Please rewrite the listing below as a numbered list, skipping any blank lines and leaving out the pictures.
^^^^^^^^^^^^^^^^
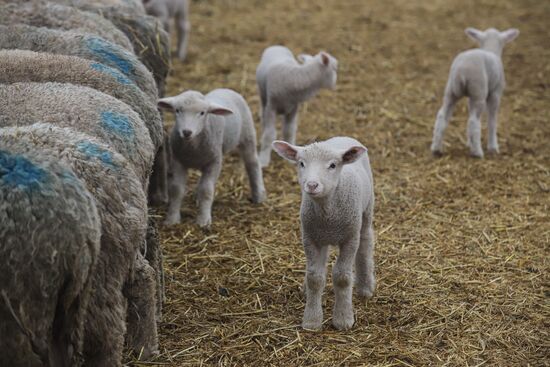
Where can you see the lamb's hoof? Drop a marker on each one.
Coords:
(169, 221)
(204, 222)
(259, 197)
(476, 154)
(313, 325)
(343, 321)
(365, 293)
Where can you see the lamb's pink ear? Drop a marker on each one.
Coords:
(219, 110)
(285, 150)
(166, 103)
(475, 34)
(325, 58)
(509, 35)
(353, 154)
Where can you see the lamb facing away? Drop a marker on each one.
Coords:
(165, 10)
(283, 84)
(84, 109)
(479, 75)
(28, 66)
(40, 13)
(90, 47)
(122, 208)
(206, 128)
(49, 240)
(337, 209)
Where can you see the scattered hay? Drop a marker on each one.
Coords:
(462, 244)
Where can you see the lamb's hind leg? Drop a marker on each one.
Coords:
(342, 277)
(253, 170)
(475, 107)
(269, 118)
(493, 103)
(290, 125)
(364, 261)
(442, 121)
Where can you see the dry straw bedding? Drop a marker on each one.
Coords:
(462, 244)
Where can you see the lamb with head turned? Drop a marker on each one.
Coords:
(283, 84)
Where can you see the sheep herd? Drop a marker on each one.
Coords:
(83, 154)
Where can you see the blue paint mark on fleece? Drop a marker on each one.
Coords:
^^^^^^^^^^^^^^^^
→ Result of the task:
1. Where can you see the lamb's hoof? Drop a marker on each one.
2. Coords:
3. (169, 221)
4. (204, 222)
5. (259, 197)
6. (476, 154)
7. (313, 325)
8. (343, 321)
9. (365, 293)
10. Where can you see the lamb's pink ear? Drop a marker on each one.
11. Coords:
12. (219, 110)
13. (285, 150)
14. (166, 103)
15. (475, 34)
16. (325, 58)
17. (509, 35)
18. (353, 154)
19. Where can you see the lamb facing away? Drop a marker on each one.
20. Coords:
21. (165, 10)
22. (283, 84)
23. (84, 109)
24. (479, 75)
25. (28, 66)
26. (40, 13)
27. (90, 47)
28. (122, 208)
29. (206, 128)
30. (49, 240)
31. (337, 209)
32. Where can you see the scattered hay? Drop a marker on each one.
33. Coords:
34. (462, 244)
35. Where can you see the lamb's hind leg? Drop a marker on each one.
36. Coords:
37. (342, 277)
38. (253, 170)
39. (475, 107)
40. (269, 118)
41. (493, 103)
42. (290, 125)
43. (364, 261)
44. (442, 121)
45. Where can you see the dry straw bedding? Drop a marker on each one.
46. Coords:
47. (462, 244)
48. Where can you see the lamb with head turned? Drop a marker on each one.
49. Coords:
50. (283, 84)
51. Where can you see the sheep herd? Drop a marker on each one.
52. Coords:
53. (83, 154)
54. Where can you see the blue paint mark on fleece? Drop a marker on each one.
55. Coords:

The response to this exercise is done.